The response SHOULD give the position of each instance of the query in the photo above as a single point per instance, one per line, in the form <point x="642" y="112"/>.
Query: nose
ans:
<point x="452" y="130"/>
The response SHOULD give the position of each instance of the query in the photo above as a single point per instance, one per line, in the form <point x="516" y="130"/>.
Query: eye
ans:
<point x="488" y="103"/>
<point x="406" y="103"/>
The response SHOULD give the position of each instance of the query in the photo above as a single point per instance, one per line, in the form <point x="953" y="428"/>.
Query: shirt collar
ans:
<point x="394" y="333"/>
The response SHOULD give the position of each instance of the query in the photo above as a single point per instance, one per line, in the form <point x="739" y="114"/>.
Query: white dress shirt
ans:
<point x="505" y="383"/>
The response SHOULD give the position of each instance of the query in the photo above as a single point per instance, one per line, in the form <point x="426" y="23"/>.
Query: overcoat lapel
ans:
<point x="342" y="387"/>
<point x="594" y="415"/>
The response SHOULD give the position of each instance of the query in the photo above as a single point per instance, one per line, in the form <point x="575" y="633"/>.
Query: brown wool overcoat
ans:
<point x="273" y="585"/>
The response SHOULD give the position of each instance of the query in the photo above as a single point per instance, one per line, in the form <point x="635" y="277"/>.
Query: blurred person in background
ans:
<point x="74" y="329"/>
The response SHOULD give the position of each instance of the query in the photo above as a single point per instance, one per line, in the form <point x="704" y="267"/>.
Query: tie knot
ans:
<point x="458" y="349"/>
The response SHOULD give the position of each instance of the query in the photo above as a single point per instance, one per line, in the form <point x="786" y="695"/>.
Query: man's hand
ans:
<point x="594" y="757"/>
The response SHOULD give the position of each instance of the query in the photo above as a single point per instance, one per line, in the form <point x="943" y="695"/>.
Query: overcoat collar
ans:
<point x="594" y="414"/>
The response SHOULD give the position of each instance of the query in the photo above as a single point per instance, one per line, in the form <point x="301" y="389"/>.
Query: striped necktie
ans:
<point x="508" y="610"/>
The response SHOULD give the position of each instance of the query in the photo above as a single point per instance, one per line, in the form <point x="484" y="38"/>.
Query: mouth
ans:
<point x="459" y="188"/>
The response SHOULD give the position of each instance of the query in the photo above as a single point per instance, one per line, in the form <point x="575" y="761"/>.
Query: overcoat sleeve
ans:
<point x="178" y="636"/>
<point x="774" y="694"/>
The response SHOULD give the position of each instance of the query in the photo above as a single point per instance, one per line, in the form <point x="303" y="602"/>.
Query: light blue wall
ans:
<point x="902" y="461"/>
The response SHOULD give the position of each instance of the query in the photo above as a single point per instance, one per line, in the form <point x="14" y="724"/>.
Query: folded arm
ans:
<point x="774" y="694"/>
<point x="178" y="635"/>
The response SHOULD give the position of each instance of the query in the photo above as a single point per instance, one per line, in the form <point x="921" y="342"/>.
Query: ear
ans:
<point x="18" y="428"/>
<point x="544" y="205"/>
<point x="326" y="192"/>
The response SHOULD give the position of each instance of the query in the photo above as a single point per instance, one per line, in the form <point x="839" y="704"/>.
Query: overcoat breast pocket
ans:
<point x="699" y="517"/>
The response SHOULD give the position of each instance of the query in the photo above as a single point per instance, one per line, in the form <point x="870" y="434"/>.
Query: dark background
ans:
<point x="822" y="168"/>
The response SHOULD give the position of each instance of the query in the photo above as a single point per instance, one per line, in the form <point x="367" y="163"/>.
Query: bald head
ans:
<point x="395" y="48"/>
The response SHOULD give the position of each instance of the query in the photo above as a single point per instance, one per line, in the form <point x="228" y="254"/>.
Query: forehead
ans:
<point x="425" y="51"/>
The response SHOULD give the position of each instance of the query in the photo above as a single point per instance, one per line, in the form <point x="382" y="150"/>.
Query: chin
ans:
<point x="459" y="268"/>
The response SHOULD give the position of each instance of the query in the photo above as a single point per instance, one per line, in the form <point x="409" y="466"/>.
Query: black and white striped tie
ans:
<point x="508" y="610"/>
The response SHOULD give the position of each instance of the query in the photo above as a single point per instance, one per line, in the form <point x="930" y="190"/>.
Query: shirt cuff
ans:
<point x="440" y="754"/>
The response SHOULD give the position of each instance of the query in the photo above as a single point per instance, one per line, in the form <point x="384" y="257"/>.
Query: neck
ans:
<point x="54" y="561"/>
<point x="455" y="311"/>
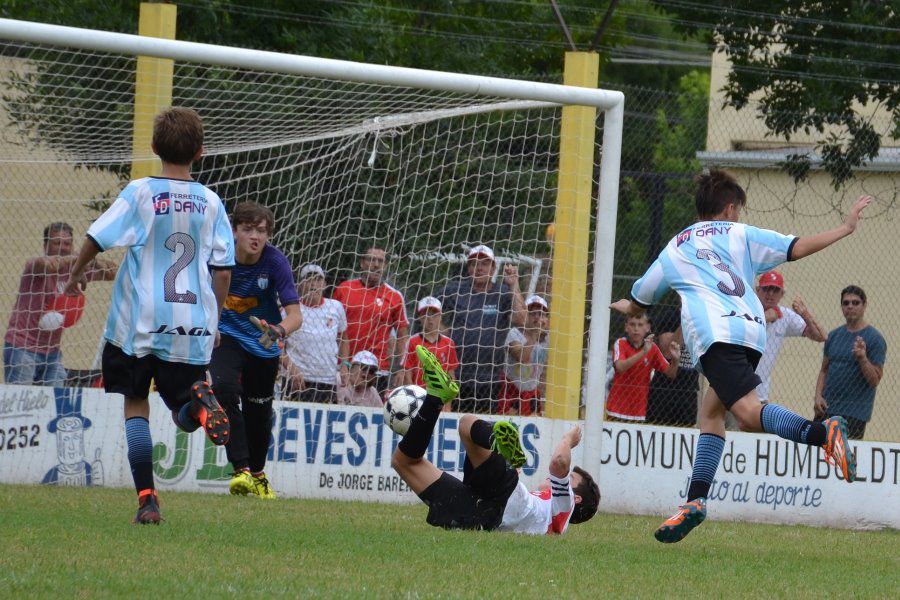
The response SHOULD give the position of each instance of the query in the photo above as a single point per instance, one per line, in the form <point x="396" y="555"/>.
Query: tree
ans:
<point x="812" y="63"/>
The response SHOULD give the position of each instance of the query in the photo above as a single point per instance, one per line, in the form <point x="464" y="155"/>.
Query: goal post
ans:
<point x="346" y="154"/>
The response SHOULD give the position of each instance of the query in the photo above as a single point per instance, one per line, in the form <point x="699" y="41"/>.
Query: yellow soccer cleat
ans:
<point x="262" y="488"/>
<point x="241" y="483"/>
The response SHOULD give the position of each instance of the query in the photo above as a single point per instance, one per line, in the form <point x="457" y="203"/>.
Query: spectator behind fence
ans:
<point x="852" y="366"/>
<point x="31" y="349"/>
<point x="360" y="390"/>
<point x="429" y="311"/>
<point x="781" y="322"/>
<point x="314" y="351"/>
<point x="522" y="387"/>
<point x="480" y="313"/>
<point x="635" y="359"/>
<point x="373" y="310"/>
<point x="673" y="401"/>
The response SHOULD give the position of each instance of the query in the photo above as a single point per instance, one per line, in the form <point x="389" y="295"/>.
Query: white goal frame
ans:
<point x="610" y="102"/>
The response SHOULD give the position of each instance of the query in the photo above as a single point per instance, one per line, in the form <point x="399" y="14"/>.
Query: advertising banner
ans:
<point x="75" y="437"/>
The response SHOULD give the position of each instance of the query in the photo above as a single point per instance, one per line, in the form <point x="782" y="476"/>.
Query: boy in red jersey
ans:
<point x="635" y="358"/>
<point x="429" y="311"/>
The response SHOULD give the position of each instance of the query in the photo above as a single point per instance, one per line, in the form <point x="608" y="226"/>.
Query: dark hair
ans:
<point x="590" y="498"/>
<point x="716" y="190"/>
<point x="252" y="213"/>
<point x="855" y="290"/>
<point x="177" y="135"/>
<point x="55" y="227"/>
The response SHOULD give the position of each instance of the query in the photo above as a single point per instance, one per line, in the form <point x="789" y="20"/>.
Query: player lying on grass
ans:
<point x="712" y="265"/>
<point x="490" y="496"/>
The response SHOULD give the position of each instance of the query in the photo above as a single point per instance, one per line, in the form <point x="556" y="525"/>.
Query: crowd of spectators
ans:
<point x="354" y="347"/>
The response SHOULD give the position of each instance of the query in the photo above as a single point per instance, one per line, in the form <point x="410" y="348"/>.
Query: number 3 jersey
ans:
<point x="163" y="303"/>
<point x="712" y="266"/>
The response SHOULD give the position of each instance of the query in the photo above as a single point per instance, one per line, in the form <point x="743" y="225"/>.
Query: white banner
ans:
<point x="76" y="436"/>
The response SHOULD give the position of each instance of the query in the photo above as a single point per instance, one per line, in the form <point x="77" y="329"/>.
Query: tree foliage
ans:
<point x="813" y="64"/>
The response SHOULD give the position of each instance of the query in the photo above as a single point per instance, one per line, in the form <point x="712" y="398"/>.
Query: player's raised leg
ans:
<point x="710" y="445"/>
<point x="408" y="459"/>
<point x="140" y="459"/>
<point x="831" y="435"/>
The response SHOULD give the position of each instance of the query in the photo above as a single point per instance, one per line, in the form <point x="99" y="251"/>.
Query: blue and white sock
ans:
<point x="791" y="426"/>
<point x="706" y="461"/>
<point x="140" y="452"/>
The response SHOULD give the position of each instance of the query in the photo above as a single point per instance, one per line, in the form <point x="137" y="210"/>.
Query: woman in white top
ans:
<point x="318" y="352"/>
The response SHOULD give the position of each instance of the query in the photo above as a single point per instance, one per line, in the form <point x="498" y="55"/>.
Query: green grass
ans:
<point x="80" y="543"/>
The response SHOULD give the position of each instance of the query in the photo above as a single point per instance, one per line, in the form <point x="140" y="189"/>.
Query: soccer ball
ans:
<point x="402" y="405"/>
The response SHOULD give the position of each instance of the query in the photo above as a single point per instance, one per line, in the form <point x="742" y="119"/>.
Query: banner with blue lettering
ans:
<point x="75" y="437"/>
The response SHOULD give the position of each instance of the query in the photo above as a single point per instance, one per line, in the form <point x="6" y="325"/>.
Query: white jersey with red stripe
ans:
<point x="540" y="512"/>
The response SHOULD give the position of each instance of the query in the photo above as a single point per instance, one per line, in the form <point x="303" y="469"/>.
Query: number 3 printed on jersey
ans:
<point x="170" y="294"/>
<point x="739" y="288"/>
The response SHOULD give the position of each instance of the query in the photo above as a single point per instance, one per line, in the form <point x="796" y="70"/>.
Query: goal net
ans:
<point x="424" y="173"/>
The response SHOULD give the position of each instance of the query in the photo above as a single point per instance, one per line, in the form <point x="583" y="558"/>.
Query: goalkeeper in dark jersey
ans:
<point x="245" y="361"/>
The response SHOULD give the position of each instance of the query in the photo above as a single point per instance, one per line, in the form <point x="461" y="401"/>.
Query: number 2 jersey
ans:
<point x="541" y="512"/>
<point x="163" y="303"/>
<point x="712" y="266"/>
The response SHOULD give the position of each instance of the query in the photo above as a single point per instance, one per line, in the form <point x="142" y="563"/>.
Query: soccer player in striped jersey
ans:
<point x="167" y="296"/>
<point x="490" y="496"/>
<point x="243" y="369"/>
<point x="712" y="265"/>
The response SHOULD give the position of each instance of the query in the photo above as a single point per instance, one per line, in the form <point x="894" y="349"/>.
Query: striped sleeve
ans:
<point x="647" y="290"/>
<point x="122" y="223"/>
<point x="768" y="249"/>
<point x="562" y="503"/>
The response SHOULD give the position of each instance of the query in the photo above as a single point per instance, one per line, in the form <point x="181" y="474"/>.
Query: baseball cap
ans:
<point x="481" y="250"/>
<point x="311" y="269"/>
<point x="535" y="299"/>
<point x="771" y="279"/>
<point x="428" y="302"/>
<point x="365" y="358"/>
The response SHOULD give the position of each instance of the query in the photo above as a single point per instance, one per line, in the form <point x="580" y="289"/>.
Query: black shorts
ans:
--
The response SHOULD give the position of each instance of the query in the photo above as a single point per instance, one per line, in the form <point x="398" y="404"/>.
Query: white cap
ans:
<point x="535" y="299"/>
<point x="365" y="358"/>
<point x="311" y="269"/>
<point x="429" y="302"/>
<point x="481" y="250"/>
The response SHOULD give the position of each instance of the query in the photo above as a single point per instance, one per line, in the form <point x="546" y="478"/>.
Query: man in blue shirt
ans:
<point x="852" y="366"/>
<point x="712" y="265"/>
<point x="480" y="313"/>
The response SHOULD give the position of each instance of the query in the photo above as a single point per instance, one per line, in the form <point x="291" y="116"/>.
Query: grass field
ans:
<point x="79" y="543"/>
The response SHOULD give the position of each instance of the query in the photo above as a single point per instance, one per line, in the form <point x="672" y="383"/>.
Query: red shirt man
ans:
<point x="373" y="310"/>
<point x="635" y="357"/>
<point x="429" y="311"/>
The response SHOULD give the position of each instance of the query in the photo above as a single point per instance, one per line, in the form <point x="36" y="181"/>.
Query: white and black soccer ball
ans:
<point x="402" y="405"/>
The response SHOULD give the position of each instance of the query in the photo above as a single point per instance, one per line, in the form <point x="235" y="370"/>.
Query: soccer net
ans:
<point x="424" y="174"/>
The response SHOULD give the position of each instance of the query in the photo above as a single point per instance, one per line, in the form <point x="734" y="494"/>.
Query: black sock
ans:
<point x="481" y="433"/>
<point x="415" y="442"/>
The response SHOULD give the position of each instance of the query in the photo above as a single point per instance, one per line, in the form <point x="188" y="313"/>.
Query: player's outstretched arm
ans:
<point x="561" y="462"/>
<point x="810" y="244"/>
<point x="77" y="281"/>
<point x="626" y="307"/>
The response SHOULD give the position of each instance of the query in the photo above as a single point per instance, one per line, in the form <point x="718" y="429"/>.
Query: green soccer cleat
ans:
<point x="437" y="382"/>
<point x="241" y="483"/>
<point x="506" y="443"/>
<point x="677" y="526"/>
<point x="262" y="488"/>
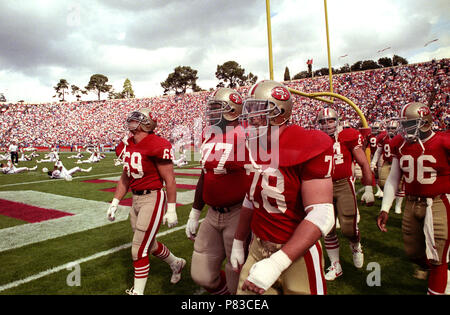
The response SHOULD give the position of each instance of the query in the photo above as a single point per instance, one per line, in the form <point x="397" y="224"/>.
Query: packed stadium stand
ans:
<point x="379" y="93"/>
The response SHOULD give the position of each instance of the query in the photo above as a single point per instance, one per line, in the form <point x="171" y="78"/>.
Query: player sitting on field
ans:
...
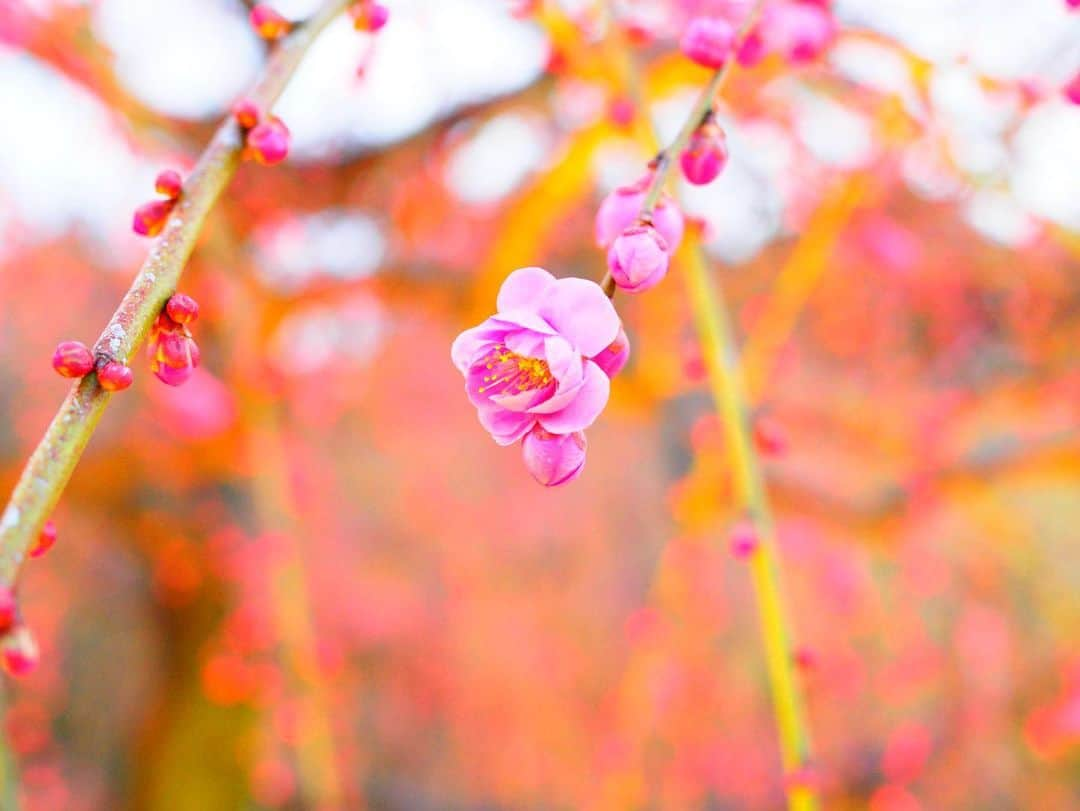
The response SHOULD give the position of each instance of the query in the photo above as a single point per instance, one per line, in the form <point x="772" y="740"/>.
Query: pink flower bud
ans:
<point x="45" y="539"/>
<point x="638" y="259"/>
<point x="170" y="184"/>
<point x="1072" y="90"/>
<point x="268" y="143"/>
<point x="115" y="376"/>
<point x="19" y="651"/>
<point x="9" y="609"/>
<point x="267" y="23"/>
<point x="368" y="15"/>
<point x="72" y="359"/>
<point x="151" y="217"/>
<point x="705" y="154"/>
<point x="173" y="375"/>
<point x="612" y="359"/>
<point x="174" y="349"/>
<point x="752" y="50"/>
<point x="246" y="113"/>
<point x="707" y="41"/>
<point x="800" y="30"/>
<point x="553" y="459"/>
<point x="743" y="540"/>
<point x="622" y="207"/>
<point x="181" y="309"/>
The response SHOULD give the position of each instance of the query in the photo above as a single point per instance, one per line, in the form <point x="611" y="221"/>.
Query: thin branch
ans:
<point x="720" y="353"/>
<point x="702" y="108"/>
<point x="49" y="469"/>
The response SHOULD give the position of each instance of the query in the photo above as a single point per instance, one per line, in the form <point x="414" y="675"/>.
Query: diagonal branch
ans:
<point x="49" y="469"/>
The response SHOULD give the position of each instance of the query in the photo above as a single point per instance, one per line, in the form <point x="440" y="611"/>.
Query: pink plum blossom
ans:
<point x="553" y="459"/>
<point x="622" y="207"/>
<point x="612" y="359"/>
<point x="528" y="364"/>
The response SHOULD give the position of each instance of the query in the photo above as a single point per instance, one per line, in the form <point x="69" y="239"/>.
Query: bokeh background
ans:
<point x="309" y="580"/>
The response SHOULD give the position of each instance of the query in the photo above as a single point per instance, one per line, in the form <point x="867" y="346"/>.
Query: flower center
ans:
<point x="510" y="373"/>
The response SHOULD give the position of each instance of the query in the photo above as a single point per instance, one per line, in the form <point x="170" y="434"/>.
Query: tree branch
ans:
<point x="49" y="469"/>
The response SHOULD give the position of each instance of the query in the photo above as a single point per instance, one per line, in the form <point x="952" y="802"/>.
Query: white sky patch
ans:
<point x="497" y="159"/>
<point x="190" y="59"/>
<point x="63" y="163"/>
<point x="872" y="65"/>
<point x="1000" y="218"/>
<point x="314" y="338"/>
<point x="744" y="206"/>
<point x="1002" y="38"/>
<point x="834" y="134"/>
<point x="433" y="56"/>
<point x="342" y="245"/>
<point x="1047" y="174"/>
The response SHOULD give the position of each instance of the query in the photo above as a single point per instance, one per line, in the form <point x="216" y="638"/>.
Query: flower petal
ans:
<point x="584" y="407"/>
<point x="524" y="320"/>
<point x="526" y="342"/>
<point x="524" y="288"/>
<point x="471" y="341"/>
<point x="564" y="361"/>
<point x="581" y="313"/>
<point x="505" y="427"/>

PROBLEM REQUIREMENTS -> Locate every line in the data above that contains the word "flower" and copy each of those lines in full.

WRITTEN REPLY ->
Query: pink flower bud
Query: flower center
Query: flower petal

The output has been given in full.